**Problem statement**
Change "point localization" to "keypoint localization" in the entries from the line with "pale sky, written as integer pixel values." through the end of the entries, and write those lines out again with nothing else altered.

**Records**

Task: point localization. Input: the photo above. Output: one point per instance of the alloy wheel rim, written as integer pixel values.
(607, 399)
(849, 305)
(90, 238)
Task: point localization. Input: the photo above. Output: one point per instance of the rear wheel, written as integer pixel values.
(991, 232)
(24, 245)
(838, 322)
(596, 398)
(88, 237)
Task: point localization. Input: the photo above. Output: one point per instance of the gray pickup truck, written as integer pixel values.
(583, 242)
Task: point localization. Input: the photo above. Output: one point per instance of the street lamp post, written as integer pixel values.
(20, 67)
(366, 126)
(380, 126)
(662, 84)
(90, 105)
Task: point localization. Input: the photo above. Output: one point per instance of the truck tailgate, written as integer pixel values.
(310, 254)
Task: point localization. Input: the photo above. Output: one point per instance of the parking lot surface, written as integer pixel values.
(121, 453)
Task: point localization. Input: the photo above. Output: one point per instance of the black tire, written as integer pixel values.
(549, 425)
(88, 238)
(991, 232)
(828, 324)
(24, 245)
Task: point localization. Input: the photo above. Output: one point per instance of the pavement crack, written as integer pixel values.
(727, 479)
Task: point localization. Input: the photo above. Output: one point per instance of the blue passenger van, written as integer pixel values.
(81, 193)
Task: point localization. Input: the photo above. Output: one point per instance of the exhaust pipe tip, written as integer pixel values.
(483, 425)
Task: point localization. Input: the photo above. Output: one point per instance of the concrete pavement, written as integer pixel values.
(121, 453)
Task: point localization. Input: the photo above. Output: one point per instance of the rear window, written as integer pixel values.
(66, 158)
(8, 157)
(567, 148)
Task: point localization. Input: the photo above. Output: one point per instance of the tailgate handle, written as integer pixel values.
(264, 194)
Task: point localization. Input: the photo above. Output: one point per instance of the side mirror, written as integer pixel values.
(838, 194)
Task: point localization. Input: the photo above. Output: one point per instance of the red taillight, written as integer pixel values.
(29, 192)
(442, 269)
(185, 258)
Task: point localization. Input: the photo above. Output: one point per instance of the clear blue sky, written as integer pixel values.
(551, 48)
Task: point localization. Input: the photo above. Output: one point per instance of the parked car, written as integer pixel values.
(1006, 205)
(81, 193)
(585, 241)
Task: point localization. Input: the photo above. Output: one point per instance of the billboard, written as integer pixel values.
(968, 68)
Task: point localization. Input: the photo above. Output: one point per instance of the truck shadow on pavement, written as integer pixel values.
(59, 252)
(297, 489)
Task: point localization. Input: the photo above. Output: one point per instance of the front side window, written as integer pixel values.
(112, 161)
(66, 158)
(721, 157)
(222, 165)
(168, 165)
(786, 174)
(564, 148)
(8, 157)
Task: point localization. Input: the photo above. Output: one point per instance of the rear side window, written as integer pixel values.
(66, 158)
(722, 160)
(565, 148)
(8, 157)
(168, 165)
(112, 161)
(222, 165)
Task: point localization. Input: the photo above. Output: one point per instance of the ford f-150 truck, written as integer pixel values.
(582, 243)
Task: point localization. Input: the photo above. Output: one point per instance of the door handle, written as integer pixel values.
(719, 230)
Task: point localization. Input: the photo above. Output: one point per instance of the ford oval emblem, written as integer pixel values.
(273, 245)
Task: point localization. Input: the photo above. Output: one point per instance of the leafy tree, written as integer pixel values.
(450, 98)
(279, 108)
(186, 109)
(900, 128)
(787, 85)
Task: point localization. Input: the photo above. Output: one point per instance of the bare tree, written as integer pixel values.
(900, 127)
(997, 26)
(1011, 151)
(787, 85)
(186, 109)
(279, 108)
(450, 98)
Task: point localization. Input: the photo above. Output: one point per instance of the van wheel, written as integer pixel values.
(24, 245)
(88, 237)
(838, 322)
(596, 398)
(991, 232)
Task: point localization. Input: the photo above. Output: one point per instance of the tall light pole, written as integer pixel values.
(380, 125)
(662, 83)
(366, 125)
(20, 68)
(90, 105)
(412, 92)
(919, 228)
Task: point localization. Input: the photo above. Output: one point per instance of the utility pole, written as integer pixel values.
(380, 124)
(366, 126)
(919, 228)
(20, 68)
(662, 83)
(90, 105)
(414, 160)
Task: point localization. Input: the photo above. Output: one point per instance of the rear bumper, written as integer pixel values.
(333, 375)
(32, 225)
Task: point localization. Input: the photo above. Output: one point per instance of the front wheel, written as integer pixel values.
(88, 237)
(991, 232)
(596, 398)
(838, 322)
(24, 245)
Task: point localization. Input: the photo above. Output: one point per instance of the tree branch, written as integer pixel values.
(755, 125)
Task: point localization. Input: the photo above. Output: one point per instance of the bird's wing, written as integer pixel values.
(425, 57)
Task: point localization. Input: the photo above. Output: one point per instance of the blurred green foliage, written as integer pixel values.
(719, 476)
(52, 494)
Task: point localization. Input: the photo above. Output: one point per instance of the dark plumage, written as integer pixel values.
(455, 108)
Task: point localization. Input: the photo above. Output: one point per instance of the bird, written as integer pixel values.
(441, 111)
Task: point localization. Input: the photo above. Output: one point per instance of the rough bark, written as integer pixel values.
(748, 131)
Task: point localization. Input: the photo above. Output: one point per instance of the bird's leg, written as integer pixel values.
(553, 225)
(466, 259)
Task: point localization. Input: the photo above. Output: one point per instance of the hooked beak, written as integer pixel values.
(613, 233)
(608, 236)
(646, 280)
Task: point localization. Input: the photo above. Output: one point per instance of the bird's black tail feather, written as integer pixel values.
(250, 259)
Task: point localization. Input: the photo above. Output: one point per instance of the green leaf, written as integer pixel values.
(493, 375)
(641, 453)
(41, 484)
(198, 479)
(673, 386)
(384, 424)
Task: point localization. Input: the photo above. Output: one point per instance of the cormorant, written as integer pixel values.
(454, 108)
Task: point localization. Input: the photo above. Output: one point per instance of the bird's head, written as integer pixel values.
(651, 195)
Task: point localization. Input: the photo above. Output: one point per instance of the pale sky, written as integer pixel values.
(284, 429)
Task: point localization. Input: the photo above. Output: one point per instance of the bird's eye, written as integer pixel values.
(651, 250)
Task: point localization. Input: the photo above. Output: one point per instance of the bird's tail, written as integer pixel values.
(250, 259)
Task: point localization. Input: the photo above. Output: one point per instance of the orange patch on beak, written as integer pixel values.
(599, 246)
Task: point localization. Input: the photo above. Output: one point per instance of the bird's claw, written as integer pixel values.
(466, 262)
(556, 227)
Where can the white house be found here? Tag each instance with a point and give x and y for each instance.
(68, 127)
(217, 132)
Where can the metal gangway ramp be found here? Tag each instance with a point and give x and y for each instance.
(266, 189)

**The reply**
Task: keypoint localization. Input: the photo above. Output: one point per instance of the pale sky, written as integer pixel values.
(284, 429)
Task: keypoint localization. Input: the photo above. Output: one point per instance of the bird's eye, written as integer pixel values.
(651, 250)
Task: keypoint localization. Input: the photo above. Output: one point per instance of the bird's tail, written as integer pixel values.
(250, 259)
Task: keypoint localization. Input: the photo above. Output: one point per instance of the orange patch on beak, written as integer pixel values.
(599, 246)
Task: keypoint localization. Input: the photo above. Output: one point per instance of the bird's claw, written as integer pixel values.
(466, 262)
(556, 227)
Where can the white house be found here? Tag each instance with a point and give x and y for each instance.
(68, 127)
(217, 132)
Where can the metal gangway ramp be found here? Tag each instance with a point and give x and y for each instance.
(266, 189)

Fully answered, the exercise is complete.